----- DATA

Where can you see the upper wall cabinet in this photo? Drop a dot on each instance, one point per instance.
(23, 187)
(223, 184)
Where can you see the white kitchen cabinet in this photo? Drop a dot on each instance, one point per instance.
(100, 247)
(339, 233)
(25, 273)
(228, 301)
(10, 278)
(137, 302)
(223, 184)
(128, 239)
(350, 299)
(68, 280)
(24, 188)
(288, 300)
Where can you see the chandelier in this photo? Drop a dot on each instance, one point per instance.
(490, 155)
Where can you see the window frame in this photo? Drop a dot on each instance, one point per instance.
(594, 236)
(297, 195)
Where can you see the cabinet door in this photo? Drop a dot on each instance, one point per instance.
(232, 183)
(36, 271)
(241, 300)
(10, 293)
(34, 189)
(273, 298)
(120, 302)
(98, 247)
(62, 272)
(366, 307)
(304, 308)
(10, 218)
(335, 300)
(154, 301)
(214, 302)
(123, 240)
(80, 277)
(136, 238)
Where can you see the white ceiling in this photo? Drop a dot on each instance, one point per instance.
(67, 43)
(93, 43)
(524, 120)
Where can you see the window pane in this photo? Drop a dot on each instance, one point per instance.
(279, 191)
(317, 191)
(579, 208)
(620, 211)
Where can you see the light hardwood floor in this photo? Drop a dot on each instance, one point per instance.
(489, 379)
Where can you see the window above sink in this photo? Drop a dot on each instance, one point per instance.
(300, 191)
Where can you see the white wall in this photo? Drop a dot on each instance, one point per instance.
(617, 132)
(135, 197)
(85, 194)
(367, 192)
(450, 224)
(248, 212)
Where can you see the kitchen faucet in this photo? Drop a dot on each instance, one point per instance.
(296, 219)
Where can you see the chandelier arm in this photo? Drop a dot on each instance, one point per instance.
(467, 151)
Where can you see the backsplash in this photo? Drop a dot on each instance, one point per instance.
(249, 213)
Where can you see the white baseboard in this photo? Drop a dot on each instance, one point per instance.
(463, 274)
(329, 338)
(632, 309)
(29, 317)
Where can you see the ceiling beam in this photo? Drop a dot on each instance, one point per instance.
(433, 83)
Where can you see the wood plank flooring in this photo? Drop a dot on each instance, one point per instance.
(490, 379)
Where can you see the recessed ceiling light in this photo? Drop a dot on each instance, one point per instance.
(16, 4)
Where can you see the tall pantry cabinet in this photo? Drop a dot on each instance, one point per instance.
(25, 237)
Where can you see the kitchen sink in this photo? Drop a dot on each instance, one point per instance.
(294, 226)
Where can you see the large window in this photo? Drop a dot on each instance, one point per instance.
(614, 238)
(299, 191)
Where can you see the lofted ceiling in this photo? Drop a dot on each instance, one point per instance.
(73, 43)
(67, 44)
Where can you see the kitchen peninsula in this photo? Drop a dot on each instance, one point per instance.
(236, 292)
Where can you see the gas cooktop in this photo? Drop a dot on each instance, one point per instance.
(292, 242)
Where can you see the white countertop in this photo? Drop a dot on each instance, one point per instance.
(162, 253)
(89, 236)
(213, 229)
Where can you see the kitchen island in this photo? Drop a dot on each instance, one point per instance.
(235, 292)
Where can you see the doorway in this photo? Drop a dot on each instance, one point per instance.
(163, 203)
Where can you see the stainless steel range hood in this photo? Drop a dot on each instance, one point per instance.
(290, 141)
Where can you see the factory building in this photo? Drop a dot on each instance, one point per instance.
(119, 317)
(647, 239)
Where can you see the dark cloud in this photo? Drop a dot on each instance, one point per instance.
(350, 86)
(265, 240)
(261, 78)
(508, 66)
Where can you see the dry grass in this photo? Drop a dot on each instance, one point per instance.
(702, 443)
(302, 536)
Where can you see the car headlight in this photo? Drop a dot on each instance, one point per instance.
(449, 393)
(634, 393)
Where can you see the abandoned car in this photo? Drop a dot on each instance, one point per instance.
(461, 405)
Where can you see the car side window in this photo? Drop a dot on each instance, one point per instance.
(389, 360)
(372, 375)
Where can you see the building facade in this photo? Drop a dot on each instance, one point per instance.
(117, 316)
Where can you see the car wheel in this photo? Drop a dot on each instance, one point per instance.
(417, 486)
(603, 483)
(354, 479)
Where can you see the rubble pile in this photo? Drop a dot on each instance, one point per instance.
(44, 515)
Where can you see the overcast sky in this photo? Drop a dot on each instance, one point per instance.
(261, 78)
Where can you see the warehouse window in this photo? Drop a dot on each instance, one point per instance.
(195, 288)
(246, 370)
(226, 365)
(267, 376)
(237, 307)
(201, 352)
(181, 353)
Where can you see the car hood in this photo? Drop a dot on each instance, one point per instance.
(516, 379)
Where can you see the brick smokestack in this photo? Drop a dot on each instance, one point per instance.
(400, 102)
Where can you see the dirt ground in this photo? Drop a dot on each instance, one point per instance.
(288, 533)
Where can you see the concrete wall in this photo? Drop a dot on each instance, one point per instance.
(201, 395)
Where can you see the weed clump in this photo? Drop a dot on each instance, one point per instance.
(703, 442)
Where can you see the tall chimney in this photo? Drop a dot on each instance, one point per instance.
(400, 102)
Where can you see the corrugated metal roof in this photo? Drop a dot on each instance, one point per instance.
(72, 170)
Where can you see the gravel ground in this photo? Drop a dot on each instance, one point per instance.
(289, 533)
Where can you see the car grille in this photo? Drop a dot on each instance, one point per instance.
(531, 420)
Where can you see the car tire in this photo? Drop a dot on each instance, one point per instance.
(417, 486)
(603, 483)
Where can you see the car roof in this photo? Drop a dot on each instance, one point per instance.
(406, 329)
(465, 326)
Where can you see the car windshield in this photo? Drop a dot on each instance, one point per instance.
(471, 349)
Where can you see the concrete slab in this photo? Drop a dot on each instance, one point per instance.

----------

- REQUIREMENT: Each record above needs to be given again exactly as written.

- EXPECTED ANSWER:
Where can you see the upper wall cabinet in this photo? Drop a dot on each instance, one point per instance.
(23, 187)
(223, 184)
Where can you see the white kitchen cabinet in this photo? Drop a dot on each instance, one point per instance.
(100, 247)
(339, 233)
(25, 273)
(228, 301)
(10, 278)
(137, 302)
(223, 184)
(128, 239)
(350, 299)
(68, 280)
(24, 188)
(288, 300)
Where can you see the chandelier in this photo? Drop a dot on each instance, one point per instance.
(490, 155)
Where can you see the window frame in this photo? Drop a dot on each instance, one point per instance.
(594, 236)
(297, 195)
Where can you see the cabinet door in this photo? Drop a dot on each instance, one point per instance.
(232, 183)
(36, 271)
(241, 300)
(10, 293)
(34, 189)
(273, 298)
(120, 302)
(98, 247)
(62, 272)
(366, 307)
(304, 308)
(10, 218)
(335, 300)
(154, 301)
(214, 302)
(123, 240)
(80, 277)
(136, 238)
Where can you see the white ceiling in this photo? Drop a dot on each instance, one point per instance.
(67, 43)
(93, 43)
(524, 120)
Where can you see the window pane in this photo? Drop a dot on each instance, one point per instance.
(279, 191)
(317, 191)
(579, 208)
(620, 211)
Where can you see the light hardwood floor in this photo? Drop a dot on each instance, one point per instance.
(489, 379)
Where can you see the window above sink in this photo? Drop a dot on each instance, one point per instance.
(300, 191)
Where can you see the white wall in this photo? Drop a dot on each instance, one point per instance.
(617, 132)
(135, 197)
(85, 194)
(367, 192)
(450, 224)
(248, 212)
Where can you see the kitchen faucet in this photo? Drop a dot on each instance, one point per instance.
(296, 219)
Where can you see the chandelier arm in this photo? Drop a dot on each instance, one point per instance.
(467, 151)
Where can you see the backsplash in this photo? Drop a dot on each instance, one point per instance.
(249, 213)
Where can you see the white baseboard in this photo? Drop a dot on each instance, one point per instance.
(463, 274)
(329, 338)
(632, 309)
(29, 317)
Where can you see the ceiling beam in this photo? Drop a dot on each instance, one point per instance.
(433, 83)
Where can you see the wood plank flooring in this photo? Drop a dot on each instance, one point per instance.
(490, 379)
Where can you see the recessed ceiling light in this photo? Drop a dot on each instance, one point per instance.
(16, 4)
Where can you see the tall pantry cabinet in this photo? Drop a dot on each instance, one point per instance.
(25, 237)
Where can you see the kitchen sink in this photo? Drop a dot on each instance, one point per instance.
(294, 226)
Where can you see the large window in this photo? Drop a dot on each instance, one point per instance.
(614, 238)
(299, 191)
Where can you see the lofted ceiling in this photo? Drop a dot on each instance, one point per instance.
(73, 43)
(67, 44)
Where can you see the kitchen peninsula in this photo? Drop a dot on each instance, one point per instance.
(236, 292)
Where can you see the gas cooktop in this photo? Drop a dot on each instance, one point per instance.
(292, 242)
Where can you see the white countertop in this photo? Drop a dot on each instance, one point per instance.
(162, 253)
(89, 236)
(213, 229)
Where can you see the kitchen island in this photo? Drop a dot on each instance, one point per instance.
(235, 292)
Where can you see the doorway in this photo? Drop a dot on each instance, one point per instance.
(163, 203)
Where can you see the stainless steel range hood in this photo? Drop a dot on each instance, one point per instance.
(290, 141)
Where can you see the factory building in this photo? Drop a dot on each instance, one point per instance.
(119, 317)
(647, 239)
Where can you see the dark cloud in this photo? Drop a dot on each instance, one point per instance.
(350, 86)
(265, 240)
(261, 78)
(508, 66)
Where can you see the dry grass in this photo? Drop a dot on each instance, one point per instance.
(702, 443)
(302, 536)
Where can you see the car headlight in this photo? Drop a dot on each instance, one point per instance.
(449, 393)
(634, 393)
Where can you see the abandoned car in this photo? Drop a dot on each instance, one point per instance.
(461, 405)
Where can you see the car side window in this photo? Drop a dot on each instance, one point per instance.
(389, 360)
(372, 375)
Where can you see the building facade in this photo? Drop a dot on each instance, one point per instance.
(117, 316)
Where can you see the car wheel in this photo? Drop a dot on each instance, one point per instance.
(417, 486)
(603, 483)
(354, 479)
Where can you see the rubble pile in this photo? Drop a dot on each instance, one point per instance.
(44, 515)
Where can you see the overcast sky in this photo? Drop a dot on each instance, one point per instance.
(261, 78)
Where can you see the warehouse window in this photo? Drop a dot on each instance, one point per instance.
(195, 288)
(246, 370)
(226, 365)
(267, 376)
(237, 307)
(201, 352)
(181, 353)
Where can you see the car hood in this photo? Drop a dot on each instance, one point per instance.
(516, 379)
Where can you see the brick smokestack in this photo? Drop a dot on each instance, one point per instance.
(400, 102)
Where can you see the dirt ground in this photo? Drop a dot on each instance, one point per instance.
(288, 533)
Where can you see the concrete wall in this photo? Drop a dot on each instance, one point per instance.
(201, 395)
Where can you see the weed clump in this photo? Drop a dot on each instance, one point per instance.
(703, 442)
Where can you see the tall chimney in this photo? Drop a dot on each instance, one point per instance.
(400, 102)
Where can you see the corrugated metal roof in this photo? Drop a dot on each instance, one point per instance.
(72, 170)
Where can you see the gravel ground in this photo? Drop a dot on each instance, one point per instance.
(289, 533)
Where can you see the car grille in this photo? Drop a dot on each instance, one point per instance.
(531, 420)
Where can you see the car tire in this photo? Drop a dot on each instance, one point per instance.
(417, 486)
(603, 483)
Where can you see the car roof in this photo? Drop a dot on each instance, one point per instance.
(406, 329)
(465, 326)
Where can you see the car windshield in this photo? Drop a dot on each instance, one point per instance.
(471, 349)
Where can you see the concrete slab in this photo? Drop a dot on each instance, one point per instance.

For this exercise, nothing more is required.